─── Text to read ───

George Washington Papers

To George Washington from Tobias Lear, 5 June 1791

From Tobias Lear

Philadelphia June 5th 1791


Since I had the honor of writing to you on the 29 of last month, the two Platteaux, which Mr G. Morris sent from France, have arrived. One of them has received a slight fracture in the corner; but it has injured it very little.1

In my letter of the 22d of may I mentioned that Hercules was to go on to Mount Vernon a few days after that. When he was about to go, somebody, I presume, insinuated to him that the motive for sending him home so long before you was expected there, was to prevent his taking the advantage of a six months residence in this place. When he was possessed of this idea he appeared to be extremely unhappy—and altho’ he made not the least objection to going; yet, he said he was mortified to the last degree to think that a suspicion could be entertained of his fidelity or attachment to you. and so much did the poor fellow’s feelings appear to be touched that it left no doubt of his sincerity—and to shew him that there were no apprehensions of that kind entertained of him, Mrs Washington told him he should not go at that time; but might remain ’till the expiration of six months and then go home—to prepare for your arrival there. He has accordingly continued here ’till this time, and tomorrow takes his departure for Virginia.2

The Gentleman to whom you sold your Kanawa Lands is now in this place, and told me yesterday that he had purchased a Seat called Springsbury situated between Bush Hill & Mr Morris’ farm—and from another quarter I was informed he was to give eight thousand pounds for it with about 65 acres of land. This looks as if there was some confidence placed in him, and is a virtual contradiction of some accounts which I had the honor to transmit to you. He tells me it is his intention to build pretty extensively upon that place, in order to receive & accommodate such French Gentlemen as may come over here with their families to settle in the Western County (of whom he says he expects a considerable number this summer) until the Gentlemen can go out into that Country with their settlers & make such accommodations for their Ladies & children as will prevent those severe inconveniencies which have already been felt by some who have carried their families into the wilderness without having any previous accommodations made for them. He further says that for several years hence he shall find it necessary for him to be nearly half the time in this part of the Country in order to fecilitate the arrangements which he shall make for his settlements, and that this is another cause for becoming a purchaser here. I hope too many plans may not prove injurious to him.3

In a vessel which arrived from Havre de Grace last week was a quantity of wine which Mr Jefferson had ordered for your use & his own. But as he is still out of town it cannot be divided till his return which is expected the latter part of this week.4

We have lately experienced a spell of excessive hot weather for the season. The Thermomiter stood for 5 days between 87 & 90 degrees. Since that time we have been favored with abundant & refreshing showers which have cheered the heart of the farmer and braced up the relaxed frame of the citizen. The prospect of Crops is very pleasing hereabouts. In Jersey the Hessian fly is said again to have made its ravages in the wheat.

─── Provided material ───

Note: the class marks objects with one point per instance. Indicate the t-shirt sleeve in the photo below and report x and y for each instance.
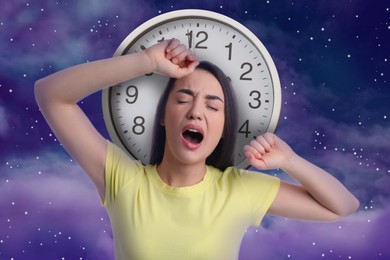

───

### What is being asked
Reproduce word for word the part of the Tobias Lear letter above that begins at the words "In a vessel" and stops after "in the wheat.".

### Correct result
In a vessel which arrived from Havre de Grace last week was a quantity of wine which Mr Jefferson had ordered for your use & his own. But as he is still out of town it cannot be divided till his return which is expected the latter part of this week.4

We have lately experienced a spell of excessive hot weather for the season. The Thermomiter stood for 5 days between 87 & 90 degrees. Since that time we have been favored with abundant & refreshing showers which have cheered the heart of the farmer and braced up the relaxed frame of the citizen. The prospect of Crops is very pleasing hereabouts. In Jersey the Hessian fly is said again to have made its ravages in the wheat.